◆ Task prompt: Only some lines are wanted. Transcribe, exactly, the lines below from the line with "point: sunlit slope" up to and including the line with "point: mountain range".

◆ Data to process:
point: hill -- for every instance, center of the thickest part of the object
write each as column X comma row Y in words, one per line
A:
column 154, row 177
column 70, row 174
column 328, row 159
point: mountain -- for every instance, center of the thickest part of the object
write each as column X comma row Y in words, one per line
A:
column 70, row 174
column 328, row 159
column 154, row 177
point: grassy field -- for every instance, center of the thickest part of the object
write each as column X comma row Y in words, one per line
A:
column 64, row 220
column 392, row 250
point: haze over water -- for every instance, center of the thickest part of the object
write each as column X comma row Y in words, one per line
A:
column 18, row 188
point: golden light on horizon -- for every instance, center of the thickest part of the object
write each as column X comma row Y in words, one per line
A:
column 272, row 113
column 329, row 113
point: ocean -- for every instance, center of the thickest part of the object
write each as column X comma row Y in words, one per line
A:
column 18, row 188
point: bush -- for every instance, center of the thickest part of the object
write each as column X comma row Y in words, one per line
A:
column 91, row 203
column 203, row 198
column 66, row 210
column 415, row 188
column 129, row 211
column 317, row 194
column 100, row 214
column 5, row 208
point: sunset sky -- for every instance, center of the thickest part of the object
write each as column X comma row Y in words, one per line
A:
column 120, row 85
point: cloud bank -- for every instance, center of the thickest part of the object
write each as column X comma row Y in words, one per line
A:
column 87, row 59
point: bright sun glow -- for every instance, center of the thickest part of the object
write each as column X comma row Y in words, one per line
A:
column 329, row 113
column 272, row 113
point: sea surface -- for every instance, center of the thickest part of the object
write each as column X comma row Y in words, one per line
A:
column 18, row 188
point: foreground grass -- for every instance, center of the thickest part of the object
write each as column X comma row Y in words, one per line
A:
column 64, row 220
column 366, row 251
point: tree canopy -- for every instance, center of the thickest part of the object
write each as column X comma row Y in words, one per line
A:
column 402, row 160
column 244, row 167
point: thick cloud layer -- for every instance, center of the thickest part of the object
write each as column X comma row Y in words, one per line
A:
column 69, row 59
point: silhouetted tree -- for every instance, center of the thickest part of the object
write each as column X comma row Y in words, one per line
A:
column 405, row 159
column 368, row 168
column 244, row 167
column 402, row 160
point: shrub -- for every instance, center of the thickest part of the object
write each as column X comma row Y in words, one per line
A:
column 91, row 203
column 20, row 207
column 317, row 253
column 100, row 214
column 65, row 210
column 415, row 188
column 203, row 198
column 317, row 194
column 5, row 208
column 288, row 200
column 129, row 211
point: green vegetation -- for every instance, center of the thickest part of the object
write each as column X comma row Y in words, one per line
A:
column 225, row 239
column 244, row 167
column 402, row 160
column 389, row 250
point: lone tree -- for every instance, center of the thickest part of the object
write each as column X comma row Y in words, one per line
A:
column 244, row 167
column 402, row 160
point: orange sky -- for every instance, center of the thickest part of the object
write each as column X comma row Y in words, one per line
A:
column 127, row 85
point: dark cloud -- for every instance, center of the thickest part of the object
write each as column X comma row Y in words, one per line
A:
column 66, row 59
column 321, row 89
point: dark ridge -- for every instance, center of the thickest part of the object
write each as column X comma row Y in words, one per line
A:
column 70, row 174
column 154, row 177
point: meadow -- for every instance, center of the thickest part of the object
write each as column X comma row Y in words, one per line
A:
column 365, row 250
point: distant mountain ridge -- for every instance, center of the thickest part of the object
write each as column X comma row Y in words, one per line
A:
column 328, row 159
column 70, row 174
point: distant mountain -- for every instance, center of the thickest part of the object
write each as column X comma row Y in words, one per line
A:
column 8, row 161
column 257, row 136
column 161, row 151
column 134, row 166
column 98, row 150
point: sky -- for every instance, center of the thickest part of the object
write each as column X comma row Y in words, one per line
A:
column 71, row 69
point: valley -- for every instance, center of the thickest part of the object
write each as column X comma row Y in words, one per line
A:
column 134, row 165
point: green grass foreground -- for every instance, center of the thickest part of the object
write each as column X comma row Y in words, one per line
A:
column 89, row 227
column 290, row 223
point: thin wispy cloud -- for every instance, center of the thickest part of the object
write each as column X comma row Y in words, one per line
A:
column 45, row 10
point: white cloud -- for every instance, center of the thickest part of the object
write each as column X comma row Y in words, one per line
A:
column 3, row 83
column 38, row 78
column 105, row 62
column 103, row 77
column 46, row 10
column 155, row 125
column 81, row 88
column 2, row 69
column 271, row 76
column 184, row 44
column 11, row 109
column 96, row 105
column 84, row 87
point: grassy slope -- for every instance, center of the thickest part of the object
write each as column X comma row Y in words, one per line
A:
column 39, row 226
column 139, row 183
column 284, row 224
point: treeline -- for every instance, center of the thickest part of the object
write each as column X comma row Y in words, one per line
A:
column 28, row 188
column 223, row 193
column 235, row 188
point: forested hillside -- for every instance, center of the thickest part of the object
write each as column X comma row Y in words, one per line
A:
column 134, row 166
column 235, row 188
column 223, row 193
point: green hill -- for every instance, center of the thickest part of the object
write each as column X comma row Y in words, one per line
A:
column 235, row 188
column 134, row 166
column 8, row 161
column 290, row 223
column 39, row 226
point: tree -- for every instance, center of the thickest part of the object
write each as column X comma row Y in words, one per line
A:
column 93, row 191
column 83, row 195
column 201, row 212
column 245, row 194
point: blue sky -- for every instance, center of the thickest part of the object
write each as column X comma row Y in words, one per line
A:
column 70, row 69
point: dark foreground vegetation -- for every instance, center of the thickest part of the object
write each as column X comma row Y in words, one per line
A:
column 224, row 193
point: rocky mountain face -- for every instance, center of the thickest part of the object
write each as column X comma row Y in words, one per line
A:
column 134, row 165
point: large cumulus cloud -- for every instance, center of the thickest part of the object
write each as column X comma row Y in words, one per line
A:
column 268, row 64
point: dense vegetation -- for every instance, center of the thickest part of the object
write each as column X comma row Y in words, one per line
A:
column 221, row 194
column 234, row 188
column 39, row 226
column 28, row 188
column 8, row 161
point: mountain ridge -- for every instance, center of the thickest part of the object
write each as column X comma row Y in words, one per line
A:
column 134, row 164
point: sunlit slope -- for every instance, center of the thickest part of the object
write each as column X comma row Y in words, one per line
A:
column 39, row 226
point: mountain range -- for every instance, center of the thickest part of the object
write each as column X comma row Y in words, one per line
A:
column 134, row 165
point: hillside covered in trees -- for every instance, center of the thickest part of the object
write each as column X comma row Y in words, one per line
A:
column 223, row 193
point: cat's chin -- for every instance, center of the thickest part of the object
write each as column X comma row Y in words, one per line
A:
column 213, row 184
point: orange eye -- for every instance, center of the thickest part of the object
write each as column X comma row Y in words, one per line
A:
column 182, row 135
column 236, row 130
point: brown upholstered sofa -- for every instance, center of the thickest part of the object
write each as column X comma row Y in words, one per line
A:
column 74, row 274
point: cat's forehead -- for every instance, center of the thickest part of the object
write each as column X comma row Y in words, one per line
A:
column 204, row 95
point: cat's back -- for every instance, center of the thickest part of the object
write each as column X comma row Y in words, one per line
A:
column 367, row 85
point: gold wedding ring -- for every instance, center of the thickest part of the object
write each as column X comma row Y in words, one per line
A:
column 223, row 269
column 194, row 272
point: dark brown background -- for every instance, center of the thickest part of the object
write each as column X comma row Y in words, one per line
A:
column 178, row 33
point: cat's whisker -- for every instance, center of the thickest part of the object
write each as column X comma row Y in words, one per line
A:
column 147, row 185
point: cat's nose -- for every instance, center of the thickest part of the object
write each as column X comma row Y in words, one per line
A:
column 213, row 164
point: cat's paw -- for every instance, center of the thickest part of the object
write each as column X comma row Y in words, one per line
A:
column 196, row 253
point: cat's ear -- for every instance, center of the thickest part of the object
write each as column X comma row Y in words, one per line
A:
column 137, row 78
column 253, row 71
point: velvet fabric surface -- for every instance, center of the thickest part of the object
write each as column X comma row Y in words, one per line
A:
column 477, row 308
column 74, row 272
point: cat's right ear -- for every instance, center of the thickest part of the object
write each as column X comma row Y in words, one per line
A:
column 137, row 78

◆ Your solution:
point: sunlit slope -- for every instance, center of the thickest part of the object
write each as column X comma row Y in words, one per line
A:
column 39, row 226
point: mountain range -- for every instance, center of the thickest part of the object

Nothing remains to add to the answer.